* OBJECTIF VISÉ
Recopiez les données ci-dessous en substituant « blind user » à « visually impaired user » à chaque occurrence, sans rien modifier d'autre.

------------------------------

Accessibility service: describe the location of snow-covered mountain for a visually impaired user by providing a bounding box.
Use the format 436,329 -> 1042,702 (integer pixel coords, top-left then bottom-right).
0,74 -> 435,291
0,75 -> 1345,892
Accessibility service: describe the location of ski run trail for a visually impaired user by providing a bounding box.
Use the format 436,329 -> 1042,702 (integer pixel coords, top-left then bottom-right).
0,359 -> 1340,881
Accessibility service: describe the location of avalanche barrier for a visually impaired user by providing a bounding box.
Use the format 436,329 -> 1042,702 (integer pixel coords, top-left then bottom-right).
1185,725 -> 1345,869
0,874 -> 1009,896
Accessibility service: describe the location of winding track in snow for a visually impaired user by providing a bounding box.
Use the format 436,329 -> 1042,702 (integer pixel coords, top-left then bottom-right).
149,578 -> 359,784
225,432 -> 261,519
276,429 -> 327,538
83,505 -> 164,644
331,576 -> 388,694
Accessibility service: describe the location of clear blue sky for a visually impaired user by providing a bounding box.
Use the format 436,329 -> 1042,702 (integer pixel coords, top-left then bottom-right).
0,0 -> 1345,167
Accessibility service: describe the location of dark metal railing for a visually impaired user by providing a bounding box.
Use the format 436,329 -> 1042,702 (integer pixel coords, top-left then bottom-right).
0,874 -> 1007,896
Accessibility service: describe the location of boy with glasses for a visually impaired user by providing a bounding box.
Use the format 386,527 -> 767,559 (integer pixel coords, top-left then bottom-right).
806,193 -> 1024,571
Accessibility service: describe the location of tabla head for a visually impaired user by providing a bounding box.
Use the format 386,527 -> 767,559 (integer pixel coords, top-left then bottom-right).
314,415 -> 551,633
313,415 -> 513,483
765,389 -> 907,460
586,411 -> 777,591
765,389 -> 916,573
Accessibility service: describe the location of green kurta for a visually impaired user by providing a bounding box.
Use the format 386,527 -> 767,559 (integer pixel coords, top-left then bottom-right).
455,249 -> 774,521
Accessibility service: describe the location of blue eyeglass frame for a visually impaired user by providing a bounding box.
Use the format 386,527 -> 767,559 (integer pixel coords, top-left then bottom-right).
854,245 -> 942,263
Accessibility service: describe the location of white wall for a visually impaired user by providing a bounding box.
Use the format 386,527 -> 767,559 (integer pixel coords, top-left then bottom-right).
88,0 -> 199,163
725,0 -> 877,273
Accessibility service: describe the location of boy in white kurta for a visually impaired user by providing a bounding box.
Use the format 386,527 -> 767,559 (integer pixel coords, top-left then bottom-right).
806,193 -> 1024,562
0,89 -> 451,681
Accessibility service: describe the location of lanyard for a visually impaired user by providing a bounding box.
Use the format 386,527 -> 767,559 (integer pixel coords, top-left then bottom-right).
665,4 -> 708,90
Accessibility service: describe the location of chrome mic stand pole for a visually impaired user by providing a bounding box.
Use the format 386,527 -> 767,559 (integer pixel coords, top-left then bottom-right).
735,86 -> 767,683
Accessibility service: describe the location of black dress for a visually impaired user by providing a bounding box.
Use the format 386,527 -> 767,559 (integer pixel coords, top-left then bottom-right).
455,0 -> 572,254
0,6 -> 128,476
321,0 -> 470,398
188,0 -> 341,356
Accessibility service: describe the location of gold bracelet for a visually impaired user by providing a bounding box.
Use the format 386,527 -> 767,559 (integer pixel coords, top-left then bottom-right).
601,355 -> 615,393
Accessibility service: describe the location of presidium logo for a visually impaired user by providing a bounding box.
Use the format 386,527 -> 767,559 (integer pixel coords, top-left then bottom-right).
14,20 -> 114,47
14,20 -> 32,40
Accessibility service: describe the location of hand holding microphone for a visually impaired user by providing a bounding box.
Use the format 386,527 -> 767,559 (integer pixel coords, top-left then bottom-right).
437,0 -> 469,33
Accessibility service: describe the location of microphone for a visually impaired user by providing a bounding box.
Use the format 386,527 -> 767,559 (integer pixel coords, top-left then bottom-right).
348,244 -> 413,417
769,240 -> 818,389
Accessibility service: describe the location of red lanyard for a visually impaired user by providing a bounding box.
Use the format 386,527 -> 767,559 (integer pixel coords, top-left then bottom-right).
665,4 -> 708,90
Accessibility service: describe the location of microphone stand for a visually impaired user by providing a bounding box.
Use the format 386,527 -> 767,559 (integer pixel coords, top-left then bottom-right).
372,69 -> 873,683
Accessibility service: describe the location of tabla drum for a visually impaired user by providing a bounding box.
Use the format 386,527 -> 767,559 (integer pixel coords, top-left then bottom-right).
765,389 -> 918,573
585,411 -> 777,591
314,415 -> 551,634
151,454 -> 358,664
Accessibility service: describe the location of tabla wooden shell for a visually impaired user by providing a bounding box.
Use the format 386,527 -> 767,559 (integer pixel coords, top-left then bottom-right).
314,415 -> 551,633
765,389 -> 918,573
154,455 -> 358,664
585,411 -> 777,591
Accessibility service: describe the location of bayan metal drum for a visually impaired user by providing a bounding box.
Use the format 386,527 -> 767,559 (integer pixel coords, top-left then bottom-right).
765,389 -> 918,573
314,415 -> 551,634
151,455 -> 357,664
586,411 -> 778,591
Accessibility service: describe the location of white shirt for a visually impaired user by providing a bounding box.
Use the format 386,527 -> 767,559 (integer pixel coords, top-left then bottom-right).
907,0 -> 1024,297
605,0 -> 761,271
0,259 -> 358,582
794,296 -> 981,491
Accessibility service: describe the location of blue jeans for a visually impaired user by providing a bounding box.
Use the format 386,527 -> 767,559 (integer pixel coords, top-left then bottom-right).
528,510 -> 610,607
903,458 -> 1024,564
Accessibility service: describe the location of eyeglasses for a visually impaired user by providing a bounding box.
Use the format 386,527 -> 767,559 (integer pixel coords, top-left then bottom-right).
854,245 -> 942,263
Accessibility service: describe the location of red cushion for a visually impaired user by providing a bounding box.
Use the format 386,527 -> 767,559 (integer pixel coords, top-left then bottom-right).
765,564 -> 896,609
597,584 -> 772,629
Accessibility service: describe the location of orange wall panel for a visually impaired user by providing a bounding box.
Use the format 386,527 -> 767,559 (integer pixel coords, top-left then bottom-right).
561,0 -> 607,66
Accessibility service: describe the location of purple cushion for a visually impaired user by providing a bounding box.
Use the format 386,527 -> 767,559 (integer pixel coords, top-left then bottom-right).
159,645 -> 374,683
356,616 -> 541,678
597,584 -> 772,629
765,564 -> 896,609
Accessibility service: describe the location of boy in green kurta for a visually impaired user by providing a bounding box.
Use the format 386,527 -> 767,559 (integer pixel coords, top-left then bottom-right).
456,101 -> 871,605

------------------------------

* RÉPONSE
Accessibility service: describe the location of snow-covered mountain for a blind user by providing a bounding box.
Use the format 436,329 -> 1042,702 (integer pixel coords, top-left then bottom-right).
0,74 -> 435,291
0,75 -> 1345,892
Accessibility service: describe the location of ski run trail for a blind user by providing a bounding box.
Use the format 436,329 -> 1042,702 (integer pixel coords, top-left then bottom-right).
0,359 -> 1340,881
Accessibility service: describe the location of avalanche barrier for a blind user by providing a bounding box.
Use the format 436,329 -> 1042,702 (integer pixel coords, top-left then bottom-right).
1185,725 -> 1345,869
0,874 -> 1009,896
Accessibility service: describe the location of winding track in snow for a blind user by providing a bounding box.
Use the format 436,329 -> 1042,702 (integer pixel coords, top-left then bottom-right).
149,578 -> 359,784
225,432 -> 261,519
276,429 -> 327,538
83,505 -> 164,644
331,576 -> 388,694
Accessibility service: describe the location of clear blue sky for a blind user by providing a bounding box.
Use the format 436,329 -> 1042,702 (integer pixel coords, top-left then bottom-right).
0,0 -> 1345,167
Accessibility service: describe the location of dark metal railing for a blind user by providing a bounding box.
Use the format 436,329 -> 1042,702 (integer pixel coords, top-left then bottom-right).
0,874 -> 1007,896
Accessibility service: describe the location of boy with glasses for a blind user by providing a bounding box.
Use the format 386,527 -> 767,559 (integer pixel coords, top-left then bottom-right).
806,193 -> 1024,571
Accessibility service: describe the location of tabla head for a blind user by providing a bounding box.
Use the format 386,527 -> 767,559 (integer pixel coords, top-left then bottom-right).
314,415 -> 551,633
313,415 -> 513,483
765,389 -> 907,460
586,411 -> 777,591
765,389 -> 916,573
Accessibility service: describe the location of green kurta for a blind user by providing a bounding box.
Use the format 386,527 -> 767,559 (integer pixel coords, top-left then bottom-right).
455,249 -> 774,521
Accessibility service: describe the location of blue eyeglass frame for a blind user by providing a bounding box.
Use the format 386,527 -> 767,559 (integer pixel coords, top-left then bottom-right).
854,245 -> 942,263
Accessibility service: describe the location of white wall for a blind user by providing a bounding box.
Use the format 386,527 -> 767,559 (integer pixel coords, top-left then bottom-right).
88,0 -> 199,163
725,0 -> 877,273
Accessibility service: describe the location of boy in white kurta for a blind user by providing a bounding box.
Use the format 386,527 -> 767,559 (integer pixel coords, top-left then bottom-right).
806,193 -> 1024,562
0,89 -> 451,681
Accessibility service: describe the location of lanyard for a blind user by providing a bounding box.
Use the format 386,527 -> 767,559 (integer pixel coords, top-left then bottom-right).
665,4 -> 708,90
Accessibility service: describe the location of chrome mic stand pole for a blind user by providing a bounding box.
Use the format 386,527 -> 767,559 (integer pixel coords, top-left then bottom-right).
735,86 -> 767,683
Accessibility service: describe the location of black dress for a blind user by providing a bounding box.
Use the format 386,527 -> 767,559 (integer pixel coords, top-left then bottom-right).
455,0 -> 572,254
0,6 -> 128,476
321,0 -> 470,398
188,0 -> 341,356
Accessibility service: describe the location of gold bracelet for a blind user by providing a bounding box.
Use the format 386,527 -> 767,559 (integer pixel coords, top-left then bottom-right).
601,355 -> 615,393
Accessibility service: describe the location of presidium logo for a blind user by providing a bounding box.
Use the format 386,527 -> 767,559 (integer pixel coords, top-left then bottom-right).
14,20 -> 114,47
14,20 -> 32,40
Accessibility service: describe the location of hand holding microphone for a blind user by providing a bounding box.
Use the format 386,527 -> 767,559 (integer pixel coords, top-left then bottom-right).
437,0 -> 469,33
Accessibility service: describe the location of microphone for a blind user by providing a bounding box.
Use the format 386,527 -> 767,559 (integer pixel coords, top-left then bottom-right).
348,244 -> 413,417
769,240 -> 818,389
Accessibility service: describe the location of red lanyard for a blind user by providing a bounding box.
Use the format 386,527 -> 767,559 (integer pixel coords, top-left then bottom-right).
665,4 -> 708,90
Accessibility service: describe the location of microphone stand for a blind user by providing a bounding box.
Use the format 386,527 -> 767,559 (integer pixel coords, top-left then bottom-right).
372,69 -> 873,683
Accessibility service: describe the location of tabla drum for a blind user by providing a bounding box.
Use the format 386,527 -> 767,559 (integer pixel coords, top-left then bottom-right).
765,389 -> 918,573
585,411 -> 777,591
314,415 -> 551,634
151,454 -> 358,664
Accessibility service: describe the location of tabla wooden shell for a blind user by providing a bounding box.
Use the format 386,527 -> 767,559 (integer pixel coords, top-left then bottom-right).
314,415 -> 551,633
765,389 -> 918,573
154,455 -> 358,664
585,411 -> 777,591
Accessibility service: describe the location of bayan metal drum for a blind user by providing a bounding box.
Use the format 386,527 -> 767,559 (integer pixel coords, top-left then bottom-right).
765,389 -> 918,573
314,415 -> 551,634
151,455 -> 357,664
586,411 -> 778,591
Accessibility service: describe the location of white shirt for a blind user by providing a bounding box.
Use the format 386,527 -> 767,559 (integer pixel coords, top-left then bottom-right).
907,0 -> 1024,297
605,0 -> 761,271
0,259 -> 358,582
794,296 -> 981,491
Accessibility service: describe the location of blue jeans for a blind user by providing a bounding box.
Use the format 386,527 -> 767,559 (integer pixel coords, top-left then bottom-right).
528,510 -> 610,607
903,458 -> 1024,564
Accessibility service: describe the location of eyeglasses for a blind user by providing a bounding box.
Use the format 386,527 -> 767,559 (integer pixel coords, top-left then bottom-right).
854,245 -> 942,263
Accessibility service: describe the location of red cushion for a blind user by providing a bounding box.
Use the format 386,527 -> 767,559 (integer pixel coords, top-left then bottom-right).
765,564 -> 896,609
597,584 -> 772,629
Accessibility service: describe the location of orange wall panel for a blind user by providing a bounding box.
Use the format 386,527 -> 767,559 (integer pixel coords, top-left then bottom-right).
561,0 -> 607,66
Accessibility service: describe the location of purple cushion for a blind user by providing a bounding box.
Use the format 386,527 -> 767,559 (integer pixel coords, top-left then bottom-right).
159,645 -> 374,683
356,616 -> 541,678
597,584 -> 772,629
765,564 -> 896,609
Accessibility service: describe the location of boy in green kurta for a blind user by providing a bounding box.
Use the format 386,527 -> 767,559 (integer pixel coords, top-left then bottom-right).
456,101 -> 871,605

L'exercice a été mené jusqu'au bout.